→ **Task**: Pick out and copy every line in the items below that contains the word "target".
........
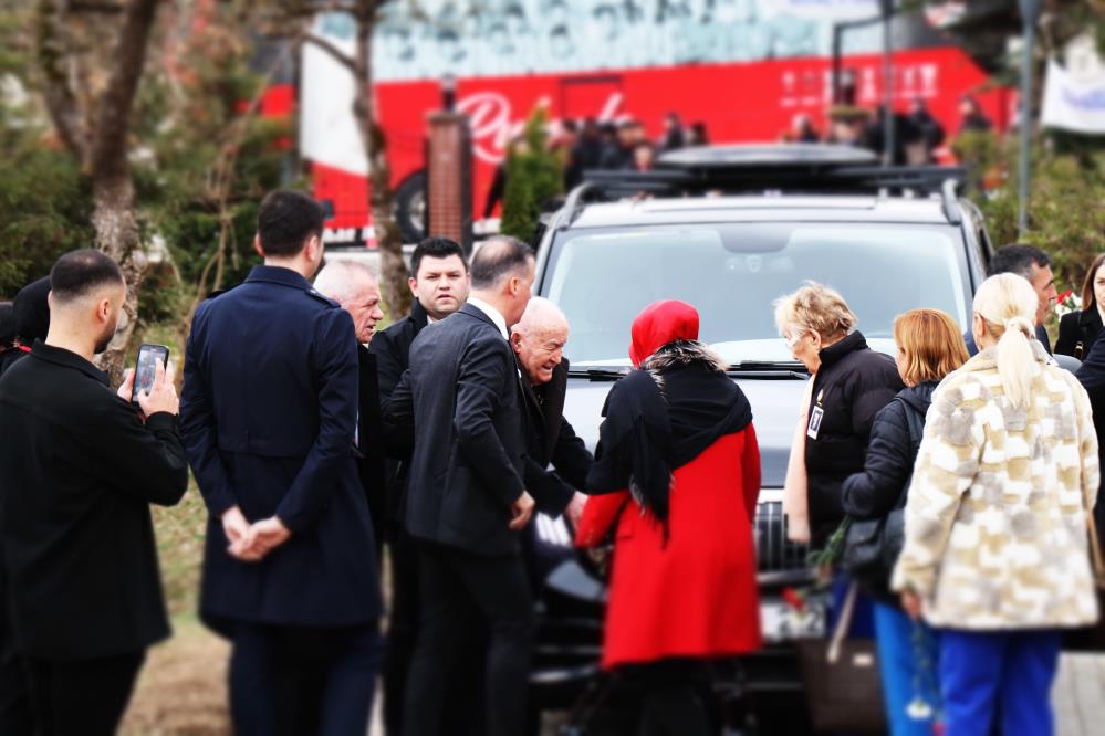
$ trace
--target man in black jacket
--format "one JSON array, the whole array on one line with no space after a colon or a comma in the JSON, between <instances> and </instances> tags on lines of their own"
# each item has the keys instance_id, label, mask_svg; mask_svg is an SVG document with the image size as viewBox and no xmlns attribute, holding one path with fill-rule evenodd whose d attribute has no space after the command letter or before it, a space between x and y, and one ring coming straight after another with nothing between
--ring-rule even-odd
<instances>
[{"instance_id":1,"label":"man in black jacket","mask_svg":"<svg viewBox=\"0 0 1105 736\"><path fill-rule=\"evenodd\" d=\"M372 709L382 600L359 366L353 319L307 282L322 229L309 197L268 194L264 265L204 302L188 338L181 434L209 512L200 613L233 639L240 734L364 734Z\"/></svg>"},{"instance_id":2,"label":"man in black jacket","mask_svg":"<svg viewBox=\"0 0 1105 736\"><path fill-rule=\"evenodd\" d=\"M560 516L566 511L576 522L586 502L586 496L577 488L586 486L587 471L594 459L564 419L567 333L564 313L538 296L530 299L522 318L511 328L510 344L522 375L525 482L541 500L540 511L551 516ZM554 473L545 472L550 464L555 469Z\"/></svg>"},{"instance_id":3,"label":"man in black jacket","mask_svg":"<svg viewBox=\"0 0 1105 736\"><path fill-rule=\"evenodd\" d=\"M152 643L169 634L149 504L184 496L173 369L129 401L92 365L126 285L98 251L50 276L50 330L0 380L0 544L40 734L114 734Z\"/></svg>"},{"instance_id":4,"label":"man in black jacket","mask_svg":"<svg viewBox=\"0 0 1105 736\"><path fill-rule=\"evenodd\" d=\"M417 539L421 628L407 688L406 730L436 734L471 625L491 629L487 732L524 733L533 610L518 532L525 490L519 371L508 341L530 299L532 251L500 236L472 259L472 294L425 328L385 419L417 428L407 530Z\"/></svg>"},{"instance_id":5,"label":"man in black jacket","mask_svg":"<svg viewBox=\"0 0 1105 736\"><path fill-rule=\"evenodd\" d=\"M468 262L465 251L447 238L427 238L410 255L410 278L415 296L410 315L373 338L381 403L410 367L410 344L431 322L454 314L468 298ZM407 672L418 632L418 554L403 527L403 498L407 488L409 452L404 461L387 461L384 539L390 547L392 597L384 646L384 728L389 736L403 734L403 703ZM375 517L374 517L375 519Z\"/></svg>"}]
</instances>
........
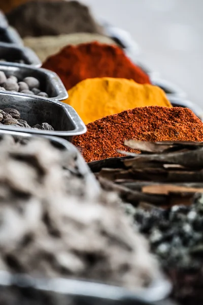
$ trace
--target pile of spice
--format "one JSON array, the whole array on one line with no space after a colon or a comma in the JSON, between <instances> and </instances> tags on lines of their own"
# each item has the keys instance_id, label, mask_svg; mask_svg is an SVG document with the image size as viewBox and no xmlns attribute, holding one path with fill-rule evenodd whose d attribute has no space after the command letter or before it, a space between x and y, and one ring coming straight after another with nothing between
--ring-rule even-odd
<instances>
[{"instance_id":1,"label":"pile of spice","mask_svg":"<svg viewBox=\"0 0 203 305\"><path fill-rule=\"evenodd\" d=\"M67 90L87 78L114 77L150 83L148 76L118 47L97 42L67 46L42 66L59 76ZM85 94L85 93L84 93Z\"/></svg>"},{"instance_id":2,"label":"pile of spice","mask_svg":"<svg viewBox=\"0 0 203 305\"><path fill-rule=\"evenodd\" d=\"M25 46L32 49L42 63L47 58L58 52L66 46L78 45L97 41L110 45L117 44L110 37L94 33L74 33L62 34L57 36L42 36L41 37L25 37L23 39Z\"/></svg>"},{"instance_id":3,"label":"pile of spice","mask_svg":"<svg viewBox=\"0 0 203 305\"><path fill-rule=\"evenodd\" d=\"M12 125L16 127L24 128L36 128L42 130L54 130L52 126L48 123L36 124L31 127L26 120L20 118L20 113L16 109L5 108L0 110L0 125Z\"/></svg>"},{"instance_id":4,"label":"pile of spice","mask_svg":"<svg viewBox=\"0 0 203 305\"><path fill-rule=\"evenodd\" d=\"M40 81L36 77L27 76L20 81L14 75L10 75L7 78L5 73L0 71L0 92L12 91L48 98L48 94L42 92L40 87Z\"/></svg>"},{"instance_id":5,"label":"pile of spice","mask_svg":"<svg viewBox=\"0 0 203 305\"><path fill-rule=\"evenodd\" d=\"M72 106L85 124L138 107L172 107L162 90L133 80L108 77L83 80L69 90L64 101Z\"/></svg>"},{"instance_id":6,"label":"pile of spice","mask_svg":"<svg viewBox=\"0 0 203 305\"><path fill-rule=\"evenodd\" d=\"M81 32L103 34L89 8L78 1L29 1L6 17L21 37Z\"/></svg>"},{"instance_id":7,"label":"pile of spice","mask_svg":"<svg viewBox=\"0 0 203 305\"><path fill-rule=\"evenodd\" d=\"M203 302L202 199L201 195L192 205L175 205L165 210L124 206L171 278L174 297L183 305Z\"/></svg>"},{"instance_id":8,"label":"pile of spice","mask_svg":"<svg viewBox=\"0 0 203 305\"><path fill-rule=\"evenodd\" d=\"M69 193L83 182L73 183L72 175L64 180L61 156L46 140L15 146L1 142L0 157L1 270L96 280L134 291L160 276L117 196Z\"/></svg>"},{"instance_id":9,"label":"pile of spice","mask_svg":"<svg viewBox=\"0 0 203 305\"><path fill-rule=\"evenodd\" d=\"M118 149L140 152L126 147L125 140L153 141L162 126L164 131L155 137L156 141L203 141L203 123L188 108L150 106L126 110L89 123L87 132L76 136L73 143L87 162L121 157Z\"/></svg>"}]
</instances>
........
→ **Task output**:
--target man in black jacket
--target pile of spice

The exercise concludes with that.